── Article ──

= Logical Design Works =

American video game developer

Logical Design Works, Inc. was a US-based video game developer that developed games between 1983 and 1993. The name comes from the initials of the founder Lucjan Daniel Wencel.

== Games ==
- 1985 Phantasie
- 1987 Phantasie III
- 1987 Vegas Gambler
- 1988 TrianGO
- 1989 Blockout
- 1989 Street Rod
- 1989 Tunnels of Armageddon
- 1991 Street Rod 2: The Next Generation
- 1993 Ancient Glory

==California Dreams==
California Dreams was a publishing label used by Logical Design Works between 1987 and 1991. All of its games were developed by its Polish in-house studio P.Z.Karen whose job was to create Polish designed games aimed at American market. It contributed to the development of computer games in the late 1980s with titles such as Blockout, Street Rod, and Street Rod 2.

───

**Required actions**
A: According to the article on Logical Design Works, in which years did the company develop games?
B: Please rewrite the article on Logical Design Works from "Logical Design Works, Inc." to "Lucjan Daniel Wencel.", swapping "founder" for "creator".
The data after the article on Logical Design Works is not needed for these tasks.

── Recorded data ──

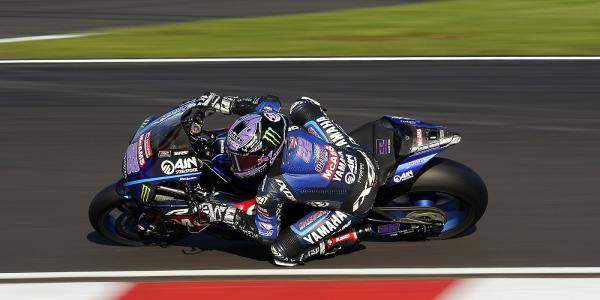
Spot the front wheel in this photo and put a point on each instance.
(116, 219)
(449, 186)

───

**Task responses**
A: Between 1983 and 1993.

B:
Logical Design Works, Inc. was a US-based video game developer that developed games between 1983 and 1993. The name comes from the initials of the creator Lucjan Daniel Wencel.